Spot each line in the data below containing "indicate" and copy it.

_Source records_
-- -- --

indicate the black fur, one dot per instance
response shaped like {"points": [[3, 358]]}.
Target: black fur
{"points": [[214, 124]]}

-- -- --

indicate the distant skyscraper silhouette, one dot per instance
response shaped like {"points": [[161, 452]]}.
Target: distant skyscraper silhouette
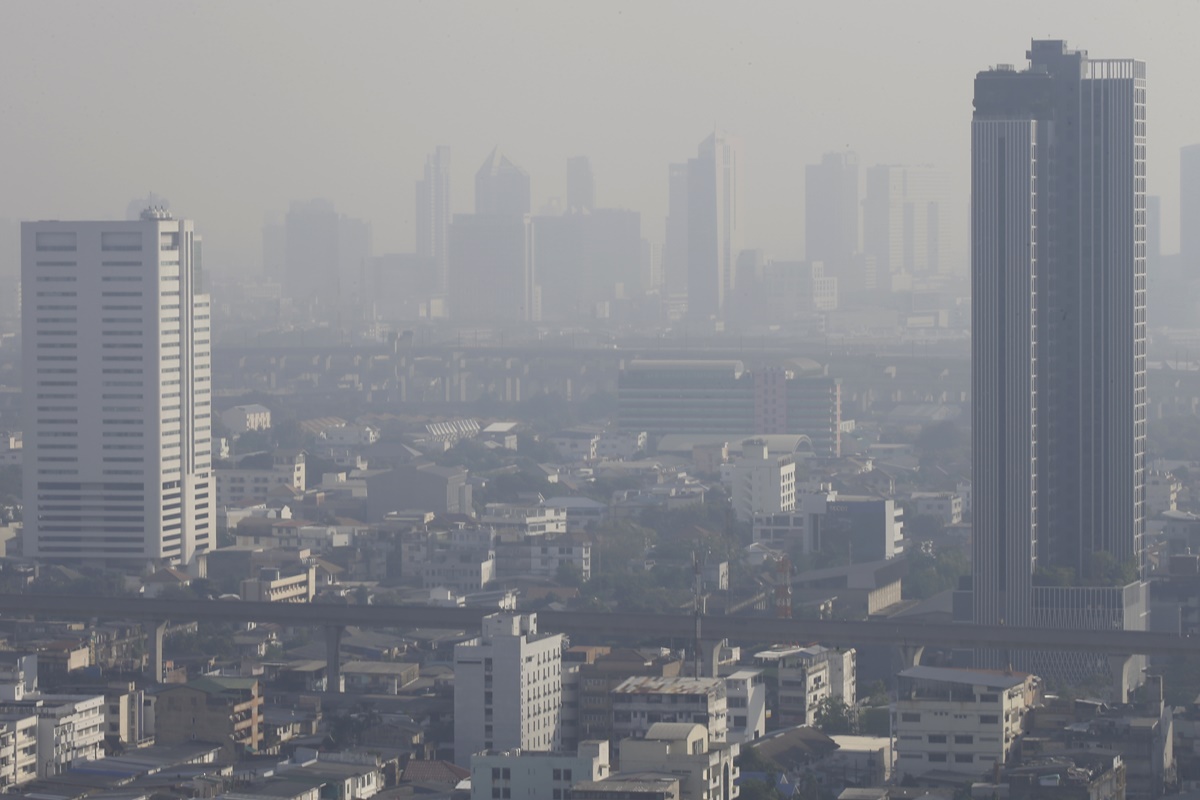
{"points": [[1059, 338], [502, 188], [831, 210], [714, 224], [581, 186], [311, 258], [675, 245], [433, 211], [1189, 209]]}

-- -- --

_Your solution_
indicate the black fur, one dot per instance
indicate the distant skyscraper silhouette, one dot per instance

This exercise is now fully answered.